_DATA EXTRACT_.

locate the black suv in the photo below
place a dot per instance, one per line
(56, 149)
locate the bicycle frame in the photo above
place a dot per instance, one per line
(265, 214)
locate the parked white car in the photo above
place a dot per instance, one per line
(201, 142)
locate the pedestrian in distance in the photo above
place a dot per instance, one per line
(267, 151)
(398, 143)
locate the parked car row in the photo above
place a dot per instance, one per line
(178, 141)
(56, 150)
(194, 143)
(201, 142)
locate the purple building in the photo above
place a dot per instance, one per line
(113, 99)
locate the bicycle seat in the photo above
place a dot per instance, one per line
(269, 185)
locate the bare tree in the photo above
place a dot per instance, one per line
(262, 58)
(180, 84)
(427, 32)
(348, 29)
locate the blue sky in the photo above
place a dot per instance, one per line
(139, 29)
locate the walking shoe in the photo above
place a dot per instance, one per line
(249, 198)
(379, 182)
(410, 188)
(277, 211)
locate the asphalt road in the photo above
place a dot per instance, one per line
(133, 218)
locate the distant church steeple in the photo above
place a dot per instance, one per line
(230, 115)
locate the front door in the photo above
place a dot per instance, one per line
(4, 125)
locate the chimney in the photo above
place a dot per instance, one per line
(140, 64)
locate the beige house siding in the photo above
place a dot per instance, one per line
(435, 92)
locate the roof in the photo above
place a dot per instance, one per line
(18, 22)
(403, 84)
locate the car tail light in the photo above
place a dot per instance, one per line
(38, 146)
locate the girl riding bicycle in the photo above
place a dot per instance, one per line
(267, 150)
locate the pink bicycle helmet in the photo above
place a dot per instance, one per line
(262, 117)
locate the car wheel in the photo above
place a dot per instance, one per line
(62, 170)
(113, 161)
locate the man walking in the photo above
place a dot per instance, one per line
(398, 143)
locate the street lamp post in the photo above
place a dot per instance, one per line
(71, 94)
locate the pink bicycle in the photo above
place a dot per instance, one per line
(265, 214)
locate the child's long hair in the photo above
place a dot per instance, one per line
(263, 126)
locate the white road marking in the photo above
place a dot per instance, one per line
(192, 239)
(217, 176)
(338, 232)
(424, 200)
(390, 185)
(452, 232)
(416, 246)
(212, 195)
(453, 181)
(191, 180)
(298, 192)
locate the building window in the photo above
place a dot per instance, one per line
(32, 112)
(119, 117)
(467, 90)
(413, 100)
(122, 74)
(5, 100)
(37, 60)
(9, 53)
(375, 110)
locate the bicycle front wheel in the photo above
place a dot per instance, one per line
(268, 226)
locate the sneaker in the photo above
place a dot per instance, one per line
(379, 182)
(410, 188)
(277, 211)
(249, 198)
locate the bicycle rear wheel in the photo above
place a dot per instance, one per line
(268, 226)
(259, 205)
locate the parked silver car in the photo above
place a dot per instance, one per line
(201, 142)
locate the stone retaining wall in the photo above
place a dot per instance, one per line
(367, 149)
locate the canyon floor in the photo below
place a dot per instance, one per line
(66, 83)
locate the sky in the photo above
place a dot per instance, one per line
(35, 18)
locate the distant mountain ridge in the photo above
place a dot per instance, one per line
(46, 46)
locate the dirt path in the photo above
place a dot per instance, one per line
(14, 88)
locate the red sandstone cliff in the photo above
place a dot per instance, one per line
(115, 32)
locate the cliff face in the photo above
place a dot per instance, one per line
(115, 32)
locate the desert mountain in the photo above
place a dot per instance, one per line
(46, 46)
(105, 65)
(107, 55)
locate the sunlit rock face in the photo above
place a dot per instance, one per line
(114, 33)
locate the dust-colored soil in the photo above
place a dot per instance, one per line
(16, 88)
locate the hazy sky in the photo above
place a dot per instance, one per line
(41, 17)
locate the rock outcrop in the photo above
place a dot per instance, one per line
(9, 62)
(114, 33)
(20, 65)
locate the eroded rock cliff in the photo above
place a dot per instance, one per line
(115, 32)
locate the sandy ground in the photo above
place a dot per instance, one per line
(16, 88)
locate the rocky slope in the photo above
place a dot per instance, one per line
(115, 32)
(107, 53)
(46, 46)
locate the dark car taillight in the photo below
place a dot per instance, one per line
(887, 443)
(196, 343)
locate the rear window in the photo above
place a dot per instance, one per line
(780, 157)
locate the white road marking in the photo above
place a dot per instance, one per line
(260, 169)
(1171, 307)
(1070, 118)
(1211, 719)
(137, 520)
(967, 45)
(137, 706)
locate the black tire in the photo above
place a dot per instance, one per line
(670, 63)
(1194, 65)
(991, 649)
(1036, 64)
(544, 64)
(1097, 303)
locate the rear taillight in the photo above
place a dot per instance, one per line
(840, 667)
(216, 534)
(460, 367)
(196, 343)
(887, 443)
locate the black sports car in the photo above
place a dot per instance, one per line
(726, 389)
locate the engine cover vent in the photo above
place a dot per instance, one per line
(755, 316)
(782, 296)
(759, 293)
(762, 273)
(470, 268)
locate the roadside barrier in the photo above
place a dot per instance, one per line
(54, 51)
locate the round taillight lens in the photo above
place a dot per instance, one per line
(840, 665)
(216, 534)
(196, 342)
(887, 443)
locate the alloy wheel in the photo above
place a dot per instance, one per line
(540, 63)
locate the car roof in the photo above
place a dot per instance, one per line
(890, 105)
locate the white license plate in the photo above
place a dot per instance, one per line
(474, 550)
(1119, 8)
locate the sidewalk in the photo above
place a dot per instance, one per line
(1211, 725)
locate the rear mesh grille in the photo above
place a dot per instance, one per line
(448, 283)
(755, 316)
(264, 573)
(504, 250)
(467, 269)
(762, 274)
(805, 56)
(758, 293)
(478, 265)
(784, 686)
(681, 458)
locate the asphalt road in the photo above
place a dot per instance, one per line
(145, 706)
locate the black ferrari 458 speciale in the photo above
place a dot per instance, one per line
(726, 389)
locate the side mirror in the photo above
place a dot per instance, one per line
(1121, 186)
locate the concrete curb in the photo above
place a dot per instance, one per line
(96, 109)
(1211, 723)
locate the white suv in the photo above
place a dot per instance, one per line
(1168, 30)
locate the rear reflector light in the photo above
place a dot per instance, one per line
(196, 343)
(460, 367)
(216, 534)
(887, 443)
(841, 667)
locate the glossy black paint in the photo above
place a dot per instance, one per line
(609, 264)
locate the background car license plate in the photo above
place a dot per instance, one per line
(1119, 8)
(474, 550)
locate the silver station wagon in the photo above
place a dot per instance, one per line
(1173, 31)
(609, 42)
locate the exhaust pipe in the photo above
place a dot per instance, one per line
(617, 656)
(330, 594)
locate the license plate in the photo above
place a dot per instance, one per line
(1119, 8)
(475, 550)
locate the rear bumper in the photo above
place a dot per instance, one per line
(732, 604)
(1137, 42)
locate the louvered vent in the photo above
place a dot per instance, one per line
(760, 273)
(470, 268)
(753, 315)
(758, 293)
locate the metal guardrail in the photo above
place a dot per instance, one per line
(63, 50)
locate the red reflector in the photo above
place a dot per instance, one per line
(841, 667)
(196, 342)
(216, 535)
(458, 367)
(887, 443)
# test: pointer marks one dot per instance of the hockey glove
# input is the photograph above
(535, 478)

_DESCRIPTION OF THE TASK_. Among the records above, find the lines where the word "mountain" appears and copy them.

_EXERCISE ANSWER_.
locate the distant mountain ridge in the photo above
locate the desert mountain in the photo above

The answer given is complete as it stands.